■ WHAT THE TASK ASKS ■
Scale the entries starting at the line containing "task: trace the outline of every instance of the lanyard" and ending at the final line of the entries, reproducing every line, including the task lines. Multiply each coordinate in the outlines by 0.7 and round it to a whole number, with halves rounded up.

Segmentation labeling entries
__________________________________________________

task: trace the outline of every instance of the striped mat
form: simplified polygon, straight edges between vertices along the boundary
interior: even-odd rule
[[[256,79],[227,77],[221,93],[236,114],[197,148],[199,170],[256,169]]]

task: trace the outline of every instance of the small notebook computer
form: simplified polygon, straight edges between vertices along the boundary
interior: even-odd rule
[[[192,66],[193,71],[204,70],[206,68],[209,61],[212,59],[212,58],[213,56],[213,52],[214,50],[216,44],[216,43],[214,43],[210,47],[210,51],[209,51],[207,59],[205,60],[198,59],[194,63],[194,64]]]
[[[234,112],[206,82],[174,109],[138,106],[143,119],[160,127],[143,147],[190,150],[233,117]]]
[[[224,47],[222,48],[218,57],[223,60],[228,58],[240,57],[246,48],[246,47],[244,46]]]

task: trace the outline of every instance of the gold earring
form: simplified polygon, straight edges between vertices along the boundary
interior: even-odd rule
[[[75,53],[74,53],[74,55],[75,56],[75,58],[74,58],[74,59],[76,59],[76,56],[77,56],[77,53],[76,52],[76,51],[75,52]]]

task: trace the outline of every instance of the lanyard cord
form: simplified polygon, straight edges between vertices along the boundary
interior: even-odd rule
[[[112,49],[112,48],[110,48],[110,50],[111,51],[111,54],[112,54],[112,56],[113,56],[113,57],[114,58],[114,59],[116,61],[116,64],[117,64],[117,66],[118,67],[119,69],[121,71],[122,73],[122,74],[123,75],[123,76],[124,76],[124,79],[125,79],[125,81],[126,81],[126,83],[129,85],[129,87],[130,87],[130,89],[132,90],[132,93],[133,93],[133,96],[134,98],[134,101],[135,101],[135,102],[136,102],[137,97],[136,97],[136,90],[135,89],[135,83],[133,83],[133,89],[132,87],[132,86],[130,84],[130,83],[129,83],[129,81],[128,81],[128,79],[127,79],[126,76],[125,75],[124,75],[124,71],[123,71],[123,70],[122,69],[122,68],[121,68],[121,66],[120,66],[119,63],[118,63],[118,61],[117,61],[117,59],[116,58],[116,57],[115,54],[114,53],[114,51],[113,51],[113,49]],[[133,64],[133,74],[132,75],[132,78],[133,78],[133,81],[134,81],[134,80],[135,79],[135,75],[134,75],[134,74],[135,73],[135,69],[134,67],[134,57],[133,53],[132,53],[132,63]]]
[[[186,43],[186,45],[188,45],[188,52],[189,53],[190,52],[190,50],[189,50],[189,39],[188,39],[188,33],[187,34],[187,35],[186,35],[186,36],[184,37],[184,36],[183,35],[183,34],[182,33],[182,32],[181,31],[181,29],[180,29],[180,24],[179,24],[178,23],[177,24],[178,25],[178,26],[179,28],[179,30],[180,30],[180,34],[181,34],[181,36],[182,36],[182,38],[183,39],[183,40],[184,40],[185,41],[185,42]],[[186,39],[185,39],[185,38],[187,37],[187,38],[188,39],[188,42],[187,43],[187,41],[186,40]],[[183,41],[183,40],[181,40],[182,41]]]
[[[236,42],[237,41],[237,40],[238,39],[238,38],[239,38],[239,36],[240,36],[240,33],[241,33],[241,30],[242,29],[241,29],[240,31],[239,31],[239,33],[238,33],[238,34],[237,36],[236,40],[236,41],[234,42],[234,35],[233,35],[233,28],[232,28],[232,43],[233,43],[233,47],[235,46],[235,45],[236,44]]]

__________________________________________________

■ RESPONSE TO THIS EXERCISE ■
task: trace the outline of every instance of the lanyard cord
form: simplified polygon, straight edges between vertices along the boundary
interior: even-odd rule
[[[78,34],[78,34],[77,34],[77,35],[78,36],[78,38],[78,38],[78,39],[79,39],[79,40],[80,41],[80,41],[81,43],[81,45],[82,45],[82,46],[83,47],[83,48],[85,50],[85,51],[85,52],[86,53],[86,53],[87,53],[87,55],[88,55],[88,57],[88,57],[88,58],[90,60],[90,61],[91,61],[91,62],[92,63],[92,65],[93,65],[93,67],[94,69],[94,71],[95,71],[95,71],[95,71],[96,68],[95,68],[95,63],[95,62],[95,58],[93,58],[93,62],[92,61],[92,60],[91,59],[91,58],[90,58],[90,57],[90,57],[90,55],[89,55],[88,53],[88,53],[87,53],[87,50],[86,50],[86,49],[85,48],[85,48],[85,48],[85,46],[84,46],[83,44],[83,44],[83,43],[82,43],[82,41],[81,41],[81,40],[81,38],[80,37],[80,36],[79,36],[79,34]],[[93,45],[93,52],[92,53],[92,55],[93,55],[93,57],[94,57],[94,56],[95,55],[95,53],[94,53],[94,52],[95,51],[95,48],[94,47],[94,40],[93,37],[92,37],[92,44]]]
[[[130,30],[130,32],[132,32],[132,36],[132,37],[133,36],[133,35],[132,35],[132,27],[132,27],[132,23],[131,24],[131,25],[130,25],[130,25],[129,26],[129,25],[128,25],[128,24],[127,23],[127,22],[127,22],[127,20],[126,20],[126,17],[125,17],[125,16],[124,17],[125,18],[125,18],[125,20],[125,21],[126,21],[126,24],[127,24],[127,25],[127,25],[127,27],[128,27],[128,28],[129,28],[130,29],[130,29]],[[130,27],[130,27],[130,27],[131,26],[131,27],[132,27],[132,29],[131,30],[131,29],[130,28]],[[128,29],[128,28],[127,28],[127,29]]]
[[[165,29],[166,29],[166,28],[167,27],[167,27],[167,27],[167,25],[168,25],[168,23],[169,23],[169,21],[169,20],[169,20],[168,22],[167,22],[167,23],[167,23],[167,24],[166,25],[165,28],[165,29],[164,29],[164,25],[163,25],[163,20],[162,20],[162,30],[163,30],[163,33],[165,32],[165,32],[165,31]]]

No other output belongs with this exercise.